_Consigne:_
Ces affirmations sont-elles conformes à l'extrait sur la situation au Liban ci-dessous ? Répondez à chacune par oui ou non, avec une citation exacte des mots décisifs du texte.
1. Les Syriens sont décidés à rompre leurs contacts avec le roi.
2. Mohammad Raad a dû revenir sur ses propos au sujet d'un délai de quelques jours.
3. Selon un dignitaire religieux de Tripoli, les dérapages verbaux s'accompagnent de préparatifs militaires.

_Extrait du texte:_
• • •

C’est donc dans ce sens qu’il faudrait interpréter les dernières déclarations du président Assad qui ont clairement laissé entendre que les efforts syro-saoudiens étaient plus ou moins au point mort. C’est aussi dans ce sens qu’il faut comprendre la soudaine escalade dans les propos des différents protagonistes libanais. Toutefois, lorsque Mohammad Raad a été trop loin en faisant croire qu’il n’y a plus que quelques jours pour trouver un accord, il a été contraint à rectifier ses propos, assurant qu’il ne lançait pas vraiment un ultimatum. La vérité, c’est qu’en dépit du ralentissement dans leurs contacts avec le roi, les Syriens ne sont pas décidés à passer à l’étape de la rupture, d’abord parce qu’ils continuent de croire à une issue positive de ces contacts en misant sur le fait que l’intérêt des deux camps est dans une coopération approfondie, et d’autre part parce qu’il n’y a pas pour l’instant d’autre alternative, sinon l’explosion généralisée, qu’aucune partie ne souhaite vraiment. Le Qatar, la Turquie, la Syrie et l’Iran, ainsi bien sûr que l’Arabie saoudite sont formels sur ce sujet : aucune partie ne doit provoquer une déstabilisation du Liban. Au moins jusqu’à la publication de l’acte d’accusation. Car, après cette échéance et si cet acte implique des membres du Hezbollah, ce dernier considérera qu’il est pris, ainsi que le Liban, pour cible et qu’il doit donc se défendre. Le président Assad aurait même déclaré à son homologue français Nicolas Sarkozy, au cours de leur dernière rencontre, qu’après la publication de l’acte d’accusation, il ne faudra pas lui demander d’exercer des pressions sur le Hezbollah…
En attendant le jour « J », qui ne serait donc pas imminent, toutes les violences verbales ne servent qu’à alimenter la tension et à tenter d’améliorer les conditions du compromis à venir. Si, à Tripoli, elles ont eu l’air de dépasser les limites de l’acceptable, c’est que dans la capitale du Nord, une lutte intestine oppose les composantes de la famille salafiste. Les proches du Courant du futur accusent le Hezbollah de vouloir provoquer une discorde intersunnite, alors que les salafistes opposés à ce courant accusent ce dernier de vouloir les phagocyter. L’enjeu est donc sunnite interne, d’autant qu’au sein même du Courant du futur, les tiraillements sont permanents, à Tripoli en particulier où il a du mal à se positionner entre une tendance modérée et une autre extrémiste. Mais comme le dit un dignitaire religieux de la ville : « Ces dérapages verbaux ne s’accompagnent d’aucun préparatif militaire sur le terrain. Ils révèlent simplement le malaise que vit le Courant du futur qui veut rassembler les sunnites dans toutes leurs divergences… »

• • •

_Données fournies:_
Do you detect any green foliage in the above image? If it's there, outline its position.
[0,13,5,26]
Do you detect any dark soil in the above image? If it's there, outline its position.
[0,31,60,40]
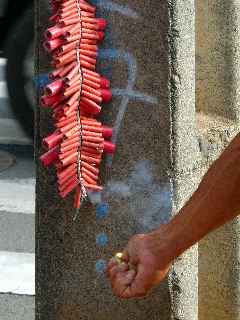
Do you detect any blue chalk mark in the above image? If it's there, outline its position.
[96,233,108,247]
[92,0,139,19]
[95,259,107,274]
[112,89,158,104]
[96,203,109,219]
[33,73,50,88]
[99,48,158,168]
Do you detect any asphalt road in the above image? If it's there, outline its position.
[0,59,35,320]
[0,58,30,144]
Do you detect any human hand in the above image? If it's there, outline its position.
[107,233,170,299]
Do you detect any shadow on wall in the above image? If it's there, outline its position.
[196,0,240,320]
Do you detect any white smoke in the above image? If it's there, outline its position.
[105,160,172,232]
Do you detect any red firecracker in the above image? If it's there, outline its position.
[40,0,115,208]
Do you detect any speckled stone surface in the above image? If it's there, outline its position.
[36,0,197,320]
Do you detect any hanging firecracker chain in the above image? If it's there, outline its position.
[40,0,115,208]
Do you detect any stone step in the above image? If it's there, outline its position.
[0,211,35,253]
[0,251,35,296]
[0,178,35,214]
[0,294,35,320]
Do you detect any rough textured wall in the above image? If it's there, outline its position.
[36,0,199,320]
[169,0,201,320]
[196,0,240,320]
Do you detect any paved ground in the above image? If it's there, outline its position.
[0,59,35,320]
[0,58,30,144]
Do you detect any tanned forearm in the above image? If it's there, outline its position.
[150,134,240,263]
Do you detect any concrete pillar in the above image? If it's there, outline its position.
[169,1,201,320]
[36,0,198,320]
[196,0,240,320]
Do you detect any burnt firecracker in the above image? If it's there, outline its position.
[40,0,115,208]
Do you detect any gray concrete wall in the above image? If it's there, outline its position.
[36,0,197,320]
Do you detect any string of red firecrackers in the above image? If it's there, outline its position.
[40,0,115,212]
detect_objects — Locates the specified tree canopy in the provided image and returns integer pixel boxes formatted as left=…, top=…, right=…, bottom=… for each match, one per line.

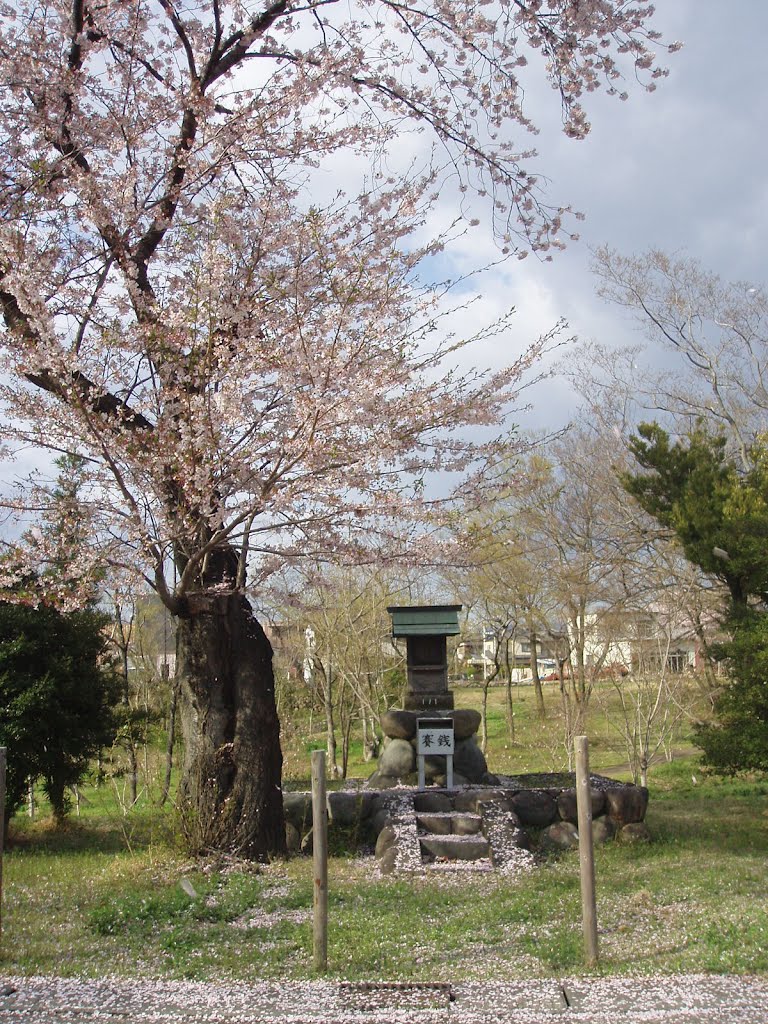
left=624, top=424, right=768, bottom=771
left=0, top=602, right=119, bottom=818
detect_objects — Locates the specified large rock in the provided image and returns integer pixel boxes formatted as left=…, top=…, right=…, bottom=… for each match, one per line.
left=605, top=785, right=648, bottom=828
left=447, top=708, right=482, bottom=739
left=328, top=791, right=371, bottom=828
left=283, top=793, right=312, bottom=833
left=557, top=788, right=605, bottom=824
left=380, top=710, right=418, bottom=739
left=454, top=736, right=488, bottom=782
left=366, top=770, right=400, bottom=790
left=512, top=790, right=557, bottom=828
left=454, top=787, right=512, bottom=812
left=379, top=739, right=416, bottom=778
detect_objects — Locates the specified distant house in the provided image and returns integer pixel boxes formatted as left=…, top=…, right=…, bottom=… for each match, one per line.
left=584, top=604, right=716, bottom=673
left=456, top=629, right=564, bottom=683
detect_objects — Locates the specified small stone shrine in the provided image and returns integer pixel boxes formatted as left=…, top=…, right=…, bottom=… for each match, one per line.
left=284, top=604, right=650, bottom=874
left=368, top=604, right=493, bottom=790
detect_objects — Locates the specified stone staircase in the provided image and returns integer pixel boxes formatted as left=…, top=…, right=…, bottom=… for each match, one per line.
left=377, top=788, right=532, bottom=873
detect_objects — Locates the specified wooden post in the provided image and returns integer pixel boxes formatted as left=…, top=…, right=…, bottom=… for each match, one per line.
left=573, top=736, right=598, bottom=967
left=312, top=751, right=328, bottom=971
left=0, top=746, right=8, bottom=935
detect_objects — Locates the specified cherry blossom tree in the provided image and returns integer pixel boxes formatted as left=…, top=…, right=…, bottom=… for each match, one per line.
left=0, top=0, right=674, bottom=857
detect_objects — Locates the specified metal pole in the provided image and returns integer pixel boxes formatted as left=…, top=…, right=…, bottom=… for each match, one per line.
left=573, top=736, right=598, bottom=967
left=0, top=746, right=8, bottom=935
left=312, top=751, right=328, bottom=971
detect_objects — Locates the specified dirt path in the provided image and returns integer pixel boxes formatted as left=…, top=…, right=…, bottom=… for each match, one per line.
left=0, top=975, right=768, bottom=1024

• • •

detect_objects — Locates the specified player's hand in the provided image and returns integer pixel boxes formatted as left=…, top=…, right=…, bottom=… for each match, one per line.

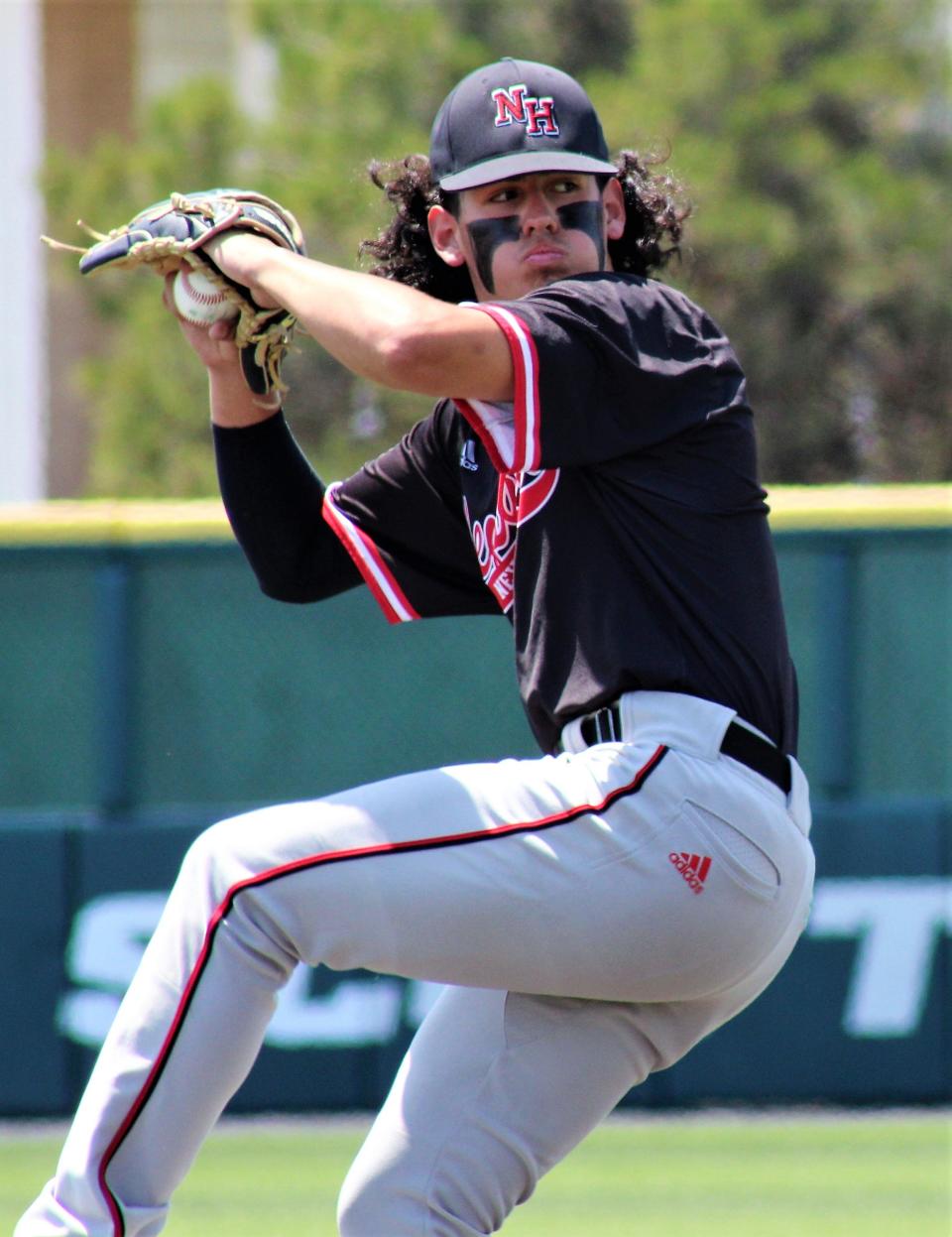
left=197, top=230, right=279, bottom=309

• • •

_Corrigé:_
1. Non : « les Syriens ne sont pas décidés à passer à l’étape de la rupture »
2. Oui : « il a été contraint à rectifier ses propos, assurant qu’il ne lançait pas vraiment un ultimatum »
3. Non : « Ces dérapages verbaux ne s’accompagnent d’aucun préparatif militaire sur le terrain. »